PROBLEM STATEMENT:
Produce a perfect copy of the listing, matching each line.

WORKING DATA:

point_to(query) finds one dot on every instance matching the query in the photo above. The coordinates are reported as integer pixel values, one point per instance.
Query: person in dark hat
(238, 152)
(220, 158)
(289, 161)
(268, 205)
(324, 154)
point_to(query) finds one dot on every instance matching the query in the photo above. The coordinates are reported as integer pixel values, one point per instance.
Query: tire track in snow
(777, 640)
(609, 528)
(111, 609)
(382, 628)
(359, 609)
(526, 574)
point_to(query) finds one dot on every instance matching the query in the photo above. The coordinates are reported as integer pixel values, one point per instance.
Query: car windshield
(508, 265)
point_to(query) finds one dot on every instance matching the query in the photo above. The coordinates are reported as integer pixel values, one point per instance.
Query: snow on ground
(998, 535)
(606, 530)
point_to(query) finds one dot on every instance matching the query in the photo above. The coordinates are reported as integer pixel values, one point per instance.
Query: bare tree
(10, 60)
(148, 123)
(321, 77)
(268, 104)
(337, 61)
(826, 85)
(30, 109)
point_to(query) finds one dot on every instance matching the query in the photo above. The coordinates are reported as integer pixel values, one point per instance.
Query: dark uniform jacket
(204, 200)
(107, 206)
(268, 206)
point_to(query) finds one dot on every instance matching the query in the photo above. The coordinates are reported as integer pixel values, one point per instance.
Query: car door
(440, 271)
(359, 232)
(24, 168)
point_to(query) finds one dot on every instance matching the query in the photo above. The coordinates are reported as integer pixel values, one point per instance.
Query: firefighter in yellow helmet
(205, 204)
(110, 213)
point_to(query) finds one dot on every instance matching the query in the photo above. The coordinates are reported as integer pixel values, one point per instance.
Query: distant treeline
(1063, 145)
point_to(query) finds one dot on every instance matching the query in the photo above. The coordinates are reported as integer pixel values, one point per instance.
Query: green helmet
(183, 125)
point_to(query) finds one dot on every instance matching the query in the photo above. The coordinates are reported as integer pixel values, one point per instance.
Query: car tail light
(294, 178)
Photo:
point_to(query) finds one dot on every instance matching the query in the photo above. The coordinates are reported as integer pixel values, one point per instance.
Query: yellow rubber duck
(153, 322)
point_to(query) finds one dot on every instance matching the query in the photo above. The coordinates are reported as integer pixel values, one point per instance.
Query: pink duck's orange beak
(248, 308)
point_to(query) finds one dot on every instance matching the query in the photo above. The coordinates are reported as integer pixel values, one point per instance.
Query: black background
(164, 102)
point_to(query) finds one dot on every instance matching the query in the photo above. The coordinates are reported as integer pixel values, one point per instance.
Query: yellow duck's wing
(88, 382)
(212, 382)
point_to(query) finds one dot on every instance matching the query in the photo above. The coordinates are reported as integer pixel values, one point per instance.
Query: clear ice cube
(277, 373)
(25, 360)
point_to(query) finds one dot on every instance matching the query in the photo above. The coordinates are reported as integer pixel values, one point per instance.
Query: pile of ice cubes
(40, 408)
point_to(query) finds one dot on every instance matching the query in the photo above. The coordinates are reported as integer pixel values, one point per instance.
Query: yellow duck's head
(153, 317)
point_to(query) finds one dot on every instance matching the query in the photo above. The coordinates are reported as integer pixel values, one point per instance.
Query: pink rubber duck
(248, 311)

EXERCISE RESPONSE:
point_to(query) finds one dot on every instance matching the query in the photo above. The coordinates are reported as integer pixel values, one point per instance.
Query: person in dark hat
(238, 152)
(220, 158)
(289, 161)
(268, 205)
(324, 154)
point_to(query) finds one dot on every instance matching the query in the photo above. The coordinates are reported as integer pixel values, one point per instance.
Query: tire track in snow
(777, 640)
(609, 528)
(111, 609)
(382, 628)
(359, 609)
(526, 574)
point_to(query) finds one dot on every instance matching the query in the photo above. The coordinates are reported as integer pixel values, one point per instance.
Query: car windshield
(508, 265)
point_to(query) finds one dot on every instance matching the query in the photo above. The coordinates are reported as integer pixel values, one point per instance.
Query: snow on ground
(998, 535)
(606, 530)
point_to(query) finds one dot on every instance matching the query in the photo above. The coordinates are reported as integer pixel values, one point per instance.
Query: bare tree
(10, 60)
(148, 123)
(321, 77)
(268, 104)
(337, 61)
(826, 85)
(30, 109)
point_to(query) finds one dot on every instance matching the query in the photo above. The coordinates are reported as integer pixel values, one point per instance.
Query: dark uniform jacket
(204, 200)
(107, 206)
(268, 206)
point_to(query) finds one dot on every instance matching the query in the photo above. The coordinates are reported as integer pixel values, one point per instance.
Query: car door
(440, 271)
(359, 232)
(24, 168)
point_to(query) finds one dot on every instance matching the query in the photo above. The coordinates are reported as integer pixel values, one point per instance.
Query: firefighter in yellow helmet
(205, 204)
(110, 213)
point_to(query) finds one dot on every instance matching the query in the photo above. The coordinates are reported as integer pixel values, one point per instance.
Query: distant treeline
(1063, 145)
point_to(query) finds one dot on every instance matching the query in the photo above. The coordinates are reported as integer pixel values, one point per instance.
Query: green helmet
(183, 125)
point_to(query) finds one dot on every instance matching the query in the photo above. The coordinates are reported as integer pixel values, one point per instance.
Query: car tail light
(294, 178)
Photo:
point_to(query) finds one dot on every instance matching the query in the photo above. The coordinates are reported as integer pixel values, one point per instance.
Query: yellow rubber duck
(153, 322)
point_to(query) finds one dot on every instance matching the query in the photo above. The coordinates are reported as integer pixel values, one point per instance.
Query: pink duck's orange beak
(248, 308)
point_to(query) finds one dot on every instance matching the query in the photo above. The coordinates are reported as integer pixel values, one point per instance.
Query: black background
(164, 102)
point_to(query) finds one dot on every instance matching the query in the photo above. The coordinates are reported as integer pixel values, one point per instance.
Query: yellow duck's wing
(88, 382)
(212, 382)
point_to(query) finds one dot on every instance matching the query in the photo above. The coordinates are reported as integer pixel values, one point per instance.
Query: clear ice cube
(277, 373)
(25, 360)
point_to(query) finds one dot on every instance matching the query in the photo above. The coordinates are reported as integer pixel values, one point per instance.
Query: pile of ice cubes
(40, 408)
point_to(query) finds one dot on every instance matching the query in the photo above. The coordinates are reported as integer pixel values, one point per instance.
Query: yellow duck's head
(153, 317)
point_to(query) finds one dot on every instance matching the query in the photo above. The coordinates are reported as integer pixel values, one point per instance.
Query: pink rubber duck
(248, 311)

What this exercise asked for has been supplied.